[EXERCISE INSTRUCTIONS]
**1)** Write out the passage of the Strength from Parenthood article between "The work is" and "wellbeing and coping.", inclusive, word for word.
**2)** Carry the article on Finland's Strength from Parenthood project forward from its last sentence.

Finland’s “Strength from Parenthood” project: What an international initiative can teach ECEC leaders in 2026
The Finnish Institute for Health and Welfare (THL) and the Finnish National Agency for Education are launching national work to strengthen support for parenthood through the Strength from Parenthood project. The project aims to develop shared national principles for supporting parenthood and to build tools and practices that strengthen collaboration between health/social services and education professionals, drawing on local pilots in family centres, early childhood education and care, and comprehensive schools. While this is from Finland, the approach closely aligns with Australian ECEC expectations around partnerships with families and governance systems under the NQF, particularly Quality Area 6 and Quality Area 7.
The Finnish National Agency for Education published a joint press release stating that THL and the Agency are launching national work to strengthen parenthood. The release says the Strength from Parenthood project will bring parents’ perspectives into service development and set shared national principles for supporting parenthood.
The work is described as being based on local pilots across:
- family centres
- early childhood education and care
- comprehensive schools
The release also states that:
- the project launched in November 2025
- early pilots involve the Wellbeing services county of Southwest Finland and the City of Turku, with national organisations also involved
- the project is co-financed by the European Union
- the project patron is Suzanne Innes-Stubb, spouse of Finland’s President
Although the initiative is Finnish, the underlying premise is widely recognisable: families often experience services as fragmented, and support for parenting can become reactive, only emerging when concerns escalate. The release argues for a shift in public and professional language, noting that debate about parenting can be coloured by demands or blame and that this can affect family wellbeing and coping.

(Extracted rows)
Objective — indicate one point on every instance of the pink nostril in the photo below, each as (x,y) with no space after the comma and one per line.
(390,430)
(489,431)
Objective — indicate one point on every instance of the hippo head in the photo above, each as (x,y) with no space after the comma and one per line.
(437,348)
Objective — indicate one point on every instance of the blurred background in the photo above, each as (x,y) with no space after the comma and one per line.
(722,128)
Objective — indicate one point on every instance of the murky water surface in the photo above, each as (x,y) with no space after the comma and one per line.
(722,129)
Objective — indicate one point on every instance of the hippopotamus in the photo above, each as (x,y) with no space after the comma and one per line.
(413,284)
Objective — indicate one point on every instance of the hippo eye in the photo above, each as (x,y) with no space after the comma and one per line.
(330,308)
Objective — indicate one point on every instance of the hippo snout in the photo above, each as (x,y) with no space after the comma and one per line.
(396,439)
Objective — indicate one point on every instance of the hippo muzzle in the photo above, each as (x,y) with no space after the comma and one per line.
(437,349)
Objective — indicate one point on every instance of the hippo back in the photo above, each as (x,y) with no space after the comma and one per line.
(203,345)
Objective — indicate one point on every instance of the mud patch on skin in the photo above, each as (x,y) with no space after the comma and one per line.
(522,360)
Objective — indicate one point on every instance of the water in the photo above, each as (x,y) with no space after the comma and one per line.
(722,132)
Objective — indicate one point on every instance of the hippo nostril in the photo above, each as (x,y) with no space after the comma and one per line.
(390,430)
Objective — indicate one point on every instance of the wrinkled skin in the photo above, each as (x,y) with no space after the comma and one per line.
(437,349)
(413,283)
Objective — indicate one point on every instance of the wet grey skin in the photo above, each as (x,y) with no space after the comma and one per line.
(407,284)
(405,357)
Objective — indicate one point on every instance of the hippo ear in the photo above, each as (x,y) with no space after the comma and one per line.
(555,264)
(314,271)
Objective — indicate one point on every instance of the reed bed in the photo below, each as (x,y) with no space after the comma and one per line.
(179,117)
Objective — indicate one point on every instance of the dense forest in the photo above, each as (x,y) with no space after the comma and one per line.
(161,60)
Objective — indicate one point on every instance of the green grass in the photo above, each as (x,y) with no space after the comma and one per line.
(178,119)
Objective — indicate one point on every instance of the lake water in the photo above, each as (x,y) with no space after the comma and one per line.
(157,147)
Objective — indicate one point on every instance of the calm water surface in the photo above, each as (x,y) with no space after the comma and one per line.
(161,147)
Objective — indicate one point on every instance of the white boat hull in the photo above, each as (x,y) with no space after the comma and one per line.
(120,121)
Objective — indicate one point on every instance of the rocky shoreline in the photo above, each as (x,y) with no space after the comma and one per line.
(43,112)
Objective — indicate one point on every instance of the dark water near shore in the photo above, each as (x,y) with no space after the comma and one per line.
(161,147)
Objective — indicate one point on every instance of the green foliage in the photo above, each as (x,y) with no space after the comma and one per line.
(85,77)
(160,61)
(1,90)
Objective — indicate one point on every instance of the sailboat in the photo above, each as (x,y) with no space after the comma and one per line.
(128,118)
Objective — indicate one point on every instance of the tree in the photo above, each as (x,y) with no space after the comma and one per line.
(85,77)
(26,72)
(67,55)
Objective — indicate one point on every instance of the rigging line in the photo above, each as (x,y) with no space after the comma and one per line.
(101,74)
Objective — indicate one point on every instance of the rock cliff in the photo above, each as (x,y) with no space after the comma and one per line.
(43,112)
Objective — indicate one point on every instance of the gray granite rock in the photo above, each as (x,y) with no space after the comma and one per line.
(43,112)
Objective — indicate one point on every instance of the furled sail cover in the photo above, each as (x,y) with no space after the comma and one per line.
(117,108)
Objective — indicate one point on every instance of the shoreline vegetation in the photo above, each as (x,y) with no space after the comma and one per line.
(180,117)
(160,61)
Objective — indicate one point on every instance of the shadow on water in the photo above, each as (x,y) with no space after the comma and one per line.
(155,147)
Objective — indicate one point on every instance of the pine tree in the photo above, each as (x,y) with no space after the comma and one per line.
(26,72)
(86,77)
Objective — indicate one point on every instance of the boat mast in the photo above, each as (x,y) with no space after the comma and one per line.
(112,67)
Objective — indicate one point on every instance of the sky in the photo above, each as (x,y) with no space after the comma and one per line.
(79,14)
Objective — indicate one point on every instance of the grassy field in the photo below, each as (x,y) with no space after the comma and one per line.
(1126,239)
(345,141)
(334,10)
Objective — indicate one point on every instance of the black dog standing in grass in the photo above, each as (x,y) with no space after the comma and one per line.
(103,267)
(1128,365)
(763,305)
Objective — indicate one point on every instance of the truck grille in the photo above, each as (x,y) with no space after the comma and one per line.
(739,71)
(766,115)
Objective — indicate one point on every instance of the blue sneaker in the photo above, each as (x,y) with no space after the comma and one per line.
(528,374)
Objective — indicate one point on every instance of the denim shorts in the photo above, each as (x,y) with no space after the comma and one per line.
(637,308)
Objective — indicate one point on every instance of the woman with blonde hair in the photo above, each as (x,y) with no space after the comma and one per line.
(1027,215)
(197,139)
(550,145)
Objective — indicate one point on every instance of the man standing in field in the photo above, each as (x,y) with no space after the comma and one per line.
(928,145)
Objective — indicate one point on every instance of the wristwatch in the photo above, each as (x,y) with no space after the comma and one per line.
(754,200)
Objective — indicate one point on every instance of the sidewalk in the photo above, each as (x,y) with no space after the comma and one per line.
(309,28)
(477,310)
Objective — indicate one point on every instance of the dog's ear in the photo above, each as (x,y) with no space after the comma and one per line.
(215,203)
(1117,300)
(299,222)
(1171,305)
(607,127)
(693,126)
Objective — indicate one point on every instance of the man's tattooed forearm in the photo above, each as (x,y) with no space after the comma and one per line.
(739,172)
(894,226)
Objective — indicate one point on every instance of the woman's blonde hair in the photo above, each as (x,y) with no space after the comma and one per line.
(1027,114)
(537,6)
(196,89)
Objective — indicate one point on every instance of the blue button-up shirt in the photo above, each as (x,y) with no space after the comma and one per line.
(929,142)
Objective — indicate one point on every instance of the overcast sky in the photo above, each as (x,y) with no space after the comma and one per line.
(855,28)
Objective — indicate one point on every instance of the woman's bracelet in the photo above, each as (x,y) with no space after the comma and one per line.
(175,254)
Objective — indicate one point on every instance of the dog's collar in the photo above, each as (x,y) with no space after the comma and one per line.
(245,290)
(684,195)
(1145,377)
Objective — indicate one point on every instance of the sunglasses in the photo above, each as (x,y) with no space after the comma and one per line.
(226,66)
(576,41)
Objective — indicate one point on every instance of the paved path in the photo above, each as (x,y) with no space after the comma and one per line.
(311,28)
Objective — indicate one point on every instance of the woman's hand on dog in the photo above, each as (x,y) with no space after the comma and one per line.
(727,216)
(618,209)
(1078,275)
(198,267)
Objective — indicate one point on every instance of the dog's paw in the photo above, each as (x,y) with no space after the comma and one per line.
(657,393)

[WRITTEN RESPONSES]
**1)**
The work is described as being based on local pilots across:
- family centres
- early childhood education and care
- comprehensive schools
The release also states that:
- the project launched in November 2025
- early pilots involve the Wellbeing services county of Southwest Finland and the City of Turku, with national organisations also involved
- the project is co-financed by the European Union
- the project patron is Suzanne Innes-Stubb, spouse of Finland’s President
Although the initiative is Finnish, the underlying premise is widely recognisable: families often experience services as fragmented, and support for parenting can become reactive, only emerging when concerns escalate. The release argues for a shift in public and professional language, noting that debate about parenting can be coloured by demands or blame and that this can affect family wellbeing and coping.

**2)**
For ECEC leaders, that is not an abstract point. Tone, timing and trust shape whether families engage early and openly, especially around children’s behaviour, development, and transitions.
The project will compile tools and practices to support cooperation between health and social services professionals and education professionals, and to respond to different family situations, using lessons from pilots to shape later phases.
It also states a key goal: creating a nationally uniform view of what “support for parenthood” means across daily life, services and societal structures, from the parents’ perspective.
The strongest, most practical links sit in family partnership expectations and the governance systems that make partnership consistent.
Quality Area 6 recognises that collaborative relationships with families are fundamental to achieving quality outcomes for children, and that community partnerships based on communication and collaboration are essential.
The Finnish release’s emphasis on cross-sector collaboration (health/social services and education) and working from parents’ perspectives mirrors the spirit of QA6: partnership as an ongoing relationship, not a crisis response.
Quality Area 7 explicitly positions governance as supporting the operation of a quality service that is child safe, with management systems in place to manage risk and enable effective operation.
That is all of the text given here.